- [Goal of the exercise]: Once the line with "390, row 515." is found in the data, output it and each following line exactly, up to and including the line with "329, row 488.", and nothing before or after.

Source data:
====================
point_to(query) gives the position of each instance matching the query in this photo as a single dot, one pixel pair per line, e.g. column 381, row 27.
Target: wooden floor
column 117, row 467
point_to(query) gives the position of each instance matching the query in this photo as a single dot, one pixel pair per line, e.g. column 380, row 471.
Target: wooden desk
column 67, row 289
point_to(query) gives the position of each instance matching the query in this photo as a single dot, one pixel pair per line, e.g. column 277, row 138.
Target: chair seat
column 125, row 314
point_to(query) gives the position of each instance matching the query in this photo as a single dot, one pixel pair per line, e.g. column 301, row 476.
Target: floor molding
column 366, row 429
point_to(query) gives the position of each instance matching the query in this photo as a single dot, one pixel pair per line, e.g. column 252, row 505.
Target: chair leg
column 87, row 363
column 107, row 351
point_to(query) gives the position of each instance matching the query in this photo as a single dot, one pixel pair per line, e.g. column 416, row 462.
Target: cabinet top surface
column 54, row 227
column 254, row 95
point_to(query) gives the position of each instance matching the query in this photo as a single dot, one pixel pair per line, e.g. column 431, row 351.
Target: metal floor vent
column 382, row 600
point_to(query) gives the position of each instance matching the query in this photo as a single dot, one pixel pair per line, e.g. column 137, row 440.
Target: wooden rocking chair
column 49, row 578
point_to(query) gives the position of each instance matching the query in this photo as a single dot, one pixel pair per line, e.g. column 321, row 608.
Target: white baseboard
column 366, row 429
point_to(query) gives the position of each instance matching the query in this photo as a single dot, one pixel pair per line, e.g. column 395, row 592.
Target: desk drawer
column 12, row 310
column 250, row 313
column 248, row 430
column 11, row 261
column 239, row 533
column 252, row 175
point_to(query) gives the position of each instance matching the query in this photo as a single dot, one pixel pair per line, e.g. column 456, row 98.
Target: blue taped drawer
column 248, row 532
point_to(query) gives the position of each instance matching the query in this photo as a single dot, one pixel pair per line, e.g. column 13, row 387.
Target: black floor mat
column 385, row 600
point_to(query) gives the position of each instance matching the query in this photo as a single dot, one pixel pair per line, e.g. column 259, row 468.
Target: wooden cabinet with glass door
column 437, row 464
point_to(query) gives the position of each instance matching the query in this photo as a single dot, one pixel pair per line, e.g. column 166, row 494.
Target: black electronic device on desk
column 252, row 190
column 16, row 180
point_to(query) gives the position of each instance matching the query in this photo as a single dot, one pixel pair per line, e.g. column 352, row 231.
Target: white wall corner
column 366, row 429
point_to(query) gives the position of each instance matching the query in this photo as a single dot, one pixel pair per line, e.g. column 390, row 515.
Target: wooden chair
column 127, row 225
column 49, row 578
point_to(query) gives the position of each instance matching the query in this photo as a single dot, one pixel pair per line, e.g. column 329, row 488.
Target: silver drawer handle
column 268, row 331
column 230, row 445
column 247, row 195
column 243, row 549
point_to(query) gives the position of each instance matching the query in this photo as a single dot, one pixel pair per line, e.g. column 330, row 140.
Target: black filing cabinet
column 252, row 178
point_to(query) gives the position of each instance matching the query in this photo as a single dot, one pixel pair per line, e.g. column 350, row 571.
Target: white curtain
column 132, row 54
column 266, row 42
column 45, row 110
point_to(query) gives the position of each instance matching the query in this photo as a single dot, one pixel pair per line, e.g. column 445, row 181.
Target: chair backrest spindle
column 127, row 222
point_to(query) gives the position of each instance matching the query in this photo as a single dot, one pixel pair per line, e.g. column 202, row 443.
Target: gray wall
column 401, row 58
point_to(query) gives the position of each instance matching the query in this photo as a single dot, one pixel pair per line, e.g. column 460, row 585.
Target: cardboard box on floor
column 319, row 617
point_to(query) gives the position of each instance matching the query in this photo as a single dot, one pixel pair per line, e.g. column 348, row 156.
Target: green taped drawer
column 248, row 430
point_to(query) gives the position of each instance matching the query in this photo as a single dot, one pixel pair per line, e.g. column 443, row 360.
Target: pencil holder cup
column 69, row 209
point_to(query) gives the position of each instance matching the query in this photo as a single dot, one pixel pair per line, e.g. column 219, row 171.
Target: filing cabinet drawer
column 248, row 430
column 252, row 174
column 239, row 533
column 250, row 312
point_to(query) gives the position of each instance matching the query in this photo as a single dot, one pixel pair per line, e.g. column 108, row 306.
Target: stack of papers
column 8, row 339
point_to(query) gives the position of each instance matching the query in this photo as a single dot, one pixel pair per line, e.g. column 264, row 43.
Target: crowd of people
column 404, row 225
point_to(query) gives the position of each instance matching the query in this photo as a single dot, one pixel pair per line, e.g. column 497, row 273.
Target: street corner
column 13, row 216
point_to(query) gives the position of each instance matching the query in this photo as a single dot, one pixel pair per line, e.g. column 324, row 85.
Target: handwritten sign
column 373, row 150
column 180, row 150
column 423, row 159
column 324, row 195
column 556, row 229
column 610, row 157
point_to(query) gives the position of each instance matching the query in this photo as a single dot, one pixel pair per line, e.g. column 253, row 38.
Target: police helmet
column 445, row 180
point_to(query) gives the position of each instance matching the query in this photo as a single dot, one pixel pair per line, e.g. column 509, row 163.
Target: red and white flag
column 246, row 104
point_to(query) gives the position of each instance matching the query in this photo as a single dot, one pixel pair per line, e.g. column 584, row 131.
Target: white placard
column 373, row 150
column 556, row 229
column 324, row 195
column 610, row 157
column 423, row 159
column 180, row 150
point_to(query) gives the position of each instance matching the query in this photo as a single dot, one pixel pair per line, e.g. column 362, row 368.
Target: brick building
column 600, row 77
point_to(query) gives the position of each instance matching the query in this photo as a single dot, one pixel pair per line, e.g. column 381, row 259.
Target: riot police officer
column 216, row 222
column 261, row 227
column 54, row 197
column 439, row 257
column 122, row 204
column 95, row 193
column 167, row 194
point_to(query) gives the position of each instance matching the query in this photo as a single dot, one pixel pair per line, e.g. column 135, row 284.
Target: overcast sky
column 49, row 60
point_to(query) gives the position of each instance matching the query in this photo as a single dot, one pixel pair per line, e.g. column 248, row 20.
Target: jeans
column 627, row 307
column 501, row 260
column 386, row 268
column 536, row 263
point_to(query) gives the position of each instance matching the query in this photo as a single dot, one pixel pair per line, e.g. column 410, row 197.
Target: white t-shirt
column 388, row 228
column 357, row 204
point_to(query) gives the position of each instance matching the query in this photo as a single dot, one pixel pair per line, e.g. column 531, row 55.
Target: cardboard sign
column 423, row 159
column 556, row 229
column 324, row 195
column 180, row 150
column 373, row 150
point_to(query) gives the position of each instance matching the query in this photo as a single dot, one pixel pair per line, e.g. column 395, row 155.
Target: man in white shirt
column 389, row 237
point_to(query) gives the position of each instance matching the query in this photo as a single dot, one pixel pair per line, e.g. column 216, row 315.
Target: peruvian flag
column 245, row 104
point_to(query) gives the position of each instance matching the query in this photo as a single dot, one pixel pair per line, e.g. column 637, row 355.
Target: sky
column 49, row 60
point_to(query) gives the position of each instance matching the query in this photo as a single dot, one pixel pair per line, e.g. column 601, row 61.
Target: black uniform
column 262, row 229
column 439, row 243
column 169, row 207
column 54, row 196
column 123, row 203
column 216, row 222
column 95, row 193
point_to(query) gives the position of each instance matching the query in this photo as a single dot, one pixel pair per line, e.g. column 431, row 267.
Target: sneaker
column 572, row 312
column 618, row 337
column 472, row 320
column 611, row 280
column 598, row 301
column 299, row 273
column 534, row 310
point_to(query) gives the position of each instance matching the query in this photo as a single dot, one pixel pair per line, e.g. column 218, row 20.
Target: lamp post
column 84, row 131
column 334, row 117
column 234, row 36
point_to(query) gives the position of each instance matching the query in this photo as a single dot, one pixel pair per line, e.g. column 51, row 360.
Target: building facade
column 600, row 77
====================
- [Task solution]:
point_to(query) gives the position of each instance matching the query in this photo as a single dot, one pixel pair per line, e.g. column 390, row 515.
Target: wooden chair
column 127, row 225
column 49, row 578
point_to(query) gives the position of each instance matching the query in this photo as a single dot, one pixel pair per line, e.g. column 329, row 488.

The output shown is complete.